● **TEXT SEGMENT**
[Start of section]

The state government will slap a fine of Rs 500 for selling and stocking thin plastic carry bags and other banned plastic items and give a reward of Rs 500 for a valid complaint regarding any manufacturer of banned plastic bags.
“Apart from awareness drives, the municipal bodies may impose fines on sellers and buyers. Users of banned items will pay a fine of Rs 50,” said an environment department official.
“People can lodge complaints against manufacturers producing plastic bags less than 75 micron in thickness. The complaints can be lodged on our Paribesh app, which is downloadable. Not only actions will be taken against the violators, there will be a reward of Rs 500 for every valid complaint,” said Rajesh Kumar, member secretary of the state pollution control board.
On Monday, the state environment department issued a notification banning manufacture, import, stock, distribution, sale and use of several single-use plastic items. It will come into effect on July 1.
The order, based on a recent directive of the Centre, bans extensively used items like thermocol; earbuds with plastic sticks; plastic sticks for balloons, flags and ice creams, as well as plastic cups and cutleries.
“It is observed that single-use plastic (SUP) items… are non-biodegradable and produce toxic gases on burning...,” the directive stated.

[End of section]

● **INSTRUCTIONS**
1 – According to the text on the plastic ban, what fine will users of banned plastic items pay?
2 – Resume the text on the single-use plastic ban from the point where it stops.

● **DATASET RECORDS**
[Start of section]

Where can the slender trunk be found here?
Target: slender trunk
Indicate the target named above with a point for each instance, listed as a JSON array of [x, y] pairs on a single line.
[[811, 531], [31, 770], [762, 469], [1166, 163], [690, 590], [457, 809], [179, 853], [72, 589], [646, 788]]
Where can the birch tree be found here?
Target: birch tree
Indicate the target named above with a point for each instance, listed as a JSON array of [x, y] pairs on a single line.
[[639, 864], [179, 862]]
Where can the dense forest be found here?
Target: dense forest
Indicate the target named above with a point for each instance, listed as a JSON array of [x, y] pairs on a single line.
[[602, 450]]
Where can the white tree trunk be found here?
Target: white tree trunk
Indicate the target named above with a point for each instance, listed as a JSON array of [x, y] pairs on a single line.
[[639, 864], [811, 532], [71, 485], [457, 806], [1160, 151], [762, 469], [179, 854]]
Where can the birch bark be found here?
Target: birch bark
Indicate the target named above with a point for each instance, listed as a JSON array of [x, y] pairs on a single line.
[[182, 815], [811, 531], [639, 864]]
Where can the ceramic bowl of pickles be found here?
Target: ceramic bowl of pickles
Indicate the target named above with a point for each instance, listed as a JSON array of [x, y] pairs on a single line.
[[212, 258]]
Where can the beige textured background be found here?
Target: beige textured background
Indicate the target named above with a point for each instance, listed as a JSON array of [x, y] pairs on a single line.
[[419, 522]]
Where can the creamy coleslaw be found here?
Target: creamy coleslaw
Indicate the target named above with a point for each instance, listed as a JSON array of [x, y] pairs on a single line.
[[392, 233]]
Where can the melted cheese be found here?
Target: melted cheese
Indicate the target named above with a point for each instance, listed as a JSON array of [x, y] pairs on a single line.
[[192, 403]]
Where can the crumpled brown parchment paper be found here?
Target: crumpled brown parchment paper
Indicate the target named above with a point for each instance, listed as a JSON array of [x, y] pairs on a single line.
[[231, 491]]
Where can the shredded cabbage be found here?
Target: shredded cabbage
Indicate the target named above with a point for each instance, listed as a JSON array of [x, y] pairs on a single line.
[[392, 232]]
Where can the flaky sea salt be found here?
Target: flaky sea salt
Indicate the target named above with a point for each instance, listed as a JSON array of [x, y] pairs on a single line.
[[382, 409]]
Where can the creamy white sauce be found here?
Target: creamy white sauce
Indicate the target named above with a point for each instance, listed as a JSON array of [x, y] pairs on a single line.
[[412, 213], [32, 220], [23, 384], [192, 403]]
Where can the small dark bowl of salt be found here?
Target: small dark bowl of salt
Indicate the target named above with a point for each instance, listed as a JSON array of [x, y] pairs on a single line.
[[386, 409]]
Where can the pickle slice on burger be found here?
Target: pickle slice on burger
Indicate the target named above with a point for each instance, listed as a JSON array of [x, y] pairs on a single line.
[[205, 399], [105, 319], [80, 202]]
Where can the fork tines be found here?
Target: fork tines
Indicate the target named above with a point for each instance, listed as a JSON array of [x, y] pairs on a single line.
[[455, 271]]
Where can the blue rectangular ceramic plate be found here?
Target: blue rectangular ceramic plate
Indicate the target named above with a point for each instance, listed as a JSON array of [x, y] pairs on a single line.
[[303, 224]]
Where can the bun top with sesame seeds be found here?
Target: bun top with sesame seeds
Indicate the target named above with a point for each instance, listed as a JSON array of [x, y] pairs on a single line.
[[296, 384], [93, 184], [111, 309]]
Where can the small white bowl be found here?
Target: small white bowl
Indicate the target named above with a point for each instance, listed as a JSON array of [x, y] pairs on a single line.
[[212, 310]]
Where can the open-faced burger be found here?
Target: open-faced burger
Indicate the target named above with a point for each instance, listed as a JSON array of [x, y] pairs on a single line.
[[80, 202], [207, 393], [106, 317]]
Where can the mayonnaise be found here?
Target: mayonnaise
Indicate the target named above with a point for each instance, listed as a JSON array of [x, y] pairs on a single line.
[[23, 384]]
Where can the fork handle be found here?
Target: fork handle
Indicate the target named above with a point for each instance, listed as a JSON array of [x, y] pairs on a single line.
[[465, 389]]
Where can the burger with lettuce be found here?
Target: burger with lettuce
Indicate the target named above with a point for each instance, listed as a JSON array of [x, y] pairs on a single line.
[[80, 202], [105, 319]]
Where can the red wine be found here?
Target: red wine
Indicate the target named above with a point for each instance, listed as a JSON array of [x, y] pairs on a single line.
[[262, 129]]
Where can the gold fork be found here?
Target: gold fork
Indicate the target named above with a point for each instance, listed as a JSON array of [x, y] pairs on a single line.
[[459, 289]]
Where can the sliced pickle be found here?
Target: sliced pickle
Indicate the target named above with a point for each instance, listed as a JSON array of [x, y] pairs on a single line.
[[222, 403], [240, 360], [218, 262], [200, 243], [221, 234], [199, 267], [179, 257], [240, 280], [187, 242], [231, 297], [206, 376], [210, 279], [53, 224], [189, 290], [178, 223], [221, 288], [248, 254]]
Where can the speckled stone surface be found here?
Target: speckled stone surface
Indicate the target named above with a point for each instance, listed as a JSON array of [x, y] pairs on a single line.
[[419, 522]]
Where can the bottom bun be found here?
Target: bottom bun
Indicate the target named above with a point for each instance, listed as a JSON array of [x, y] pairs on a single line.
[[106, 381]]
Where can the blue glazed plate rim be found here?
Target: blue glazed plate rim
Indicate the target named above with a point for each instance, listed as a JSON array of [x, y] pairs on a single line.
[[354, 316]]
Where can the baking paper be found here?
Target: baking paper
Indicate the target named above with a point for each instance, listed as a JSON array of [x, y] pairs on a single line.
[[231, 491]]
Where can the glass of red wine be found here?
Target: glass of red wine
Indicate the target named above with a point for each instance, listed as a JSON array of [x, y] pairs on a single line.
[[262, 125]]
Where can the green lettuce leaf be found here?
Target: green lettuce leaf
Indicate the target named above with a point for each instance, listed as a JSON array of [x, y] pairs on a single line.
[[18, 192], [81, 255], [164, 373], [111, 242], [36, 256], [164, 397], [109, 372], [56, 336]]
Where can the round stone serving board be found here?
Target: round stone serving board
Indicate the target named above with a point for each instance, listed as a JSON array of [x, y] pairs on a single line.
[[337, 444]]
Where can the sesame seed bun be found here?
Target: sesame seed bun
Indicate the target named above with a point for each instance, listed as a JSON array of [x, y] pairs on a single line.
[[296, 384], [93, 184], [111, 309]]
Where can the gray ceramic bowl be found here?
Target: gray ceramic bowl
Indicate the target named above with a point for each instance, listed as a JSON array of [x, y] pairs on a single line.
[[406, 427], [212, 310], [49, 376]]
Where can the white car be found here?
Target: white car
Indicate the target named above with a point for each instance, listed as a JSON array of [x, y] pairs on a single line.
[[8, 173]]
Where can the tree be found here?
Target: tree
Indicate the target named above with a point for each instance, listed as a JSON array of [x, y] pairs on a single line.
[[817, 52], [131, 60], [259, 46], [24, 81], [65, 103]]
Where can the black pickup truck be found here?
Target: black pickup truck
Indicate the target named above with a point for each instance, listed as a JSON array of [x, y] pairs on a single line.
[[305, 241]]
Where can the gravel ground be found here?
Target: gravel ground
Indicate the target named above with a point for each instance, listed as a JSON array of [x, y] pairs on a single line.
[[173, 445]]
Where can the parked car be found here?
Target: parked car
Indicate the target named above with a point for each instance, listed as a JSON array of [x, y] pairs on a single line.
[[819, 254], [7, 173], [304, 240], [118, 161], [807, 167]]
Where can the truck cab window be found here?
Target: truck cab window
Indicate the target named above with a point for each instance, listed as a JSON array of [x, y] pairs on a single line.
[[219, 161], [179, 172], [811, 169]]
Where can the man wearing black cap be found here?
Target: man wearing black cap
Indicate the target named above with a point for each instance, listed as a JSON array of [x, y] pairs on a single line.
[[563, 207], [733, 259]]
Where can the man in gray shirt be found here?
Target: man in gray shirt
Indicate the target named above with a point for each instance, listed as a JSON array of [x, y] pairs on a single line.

[End of section]

● **ANSWERS TO THE PROBLEMS**
1 – Users of banned items will pay a fine of Rs 50.

2 –
The order also referred to the greater peril of thin plastic bags.
The Union ministry of environment has already banned the manufacture, import, stock, distribution, sale and use of such bags less than 75 micron in thickness. From December 31, 2022, the bar will be raised to 120 micron.
“We are trying to identify the units which manufacture the banned items. We want the units to shift to manufacturing of legalised items,” environment minister Ratna De told The Telegraph on Wednesday.
“Stopping the manufacture of banned plastic items is extremely important, along with having cost-effective alternatives,” said environment activist Subhas Datta.
Environmentalists pointed out that several norms to contain the plastic menace had been introduced over the last two decades. But those are hardly implemented.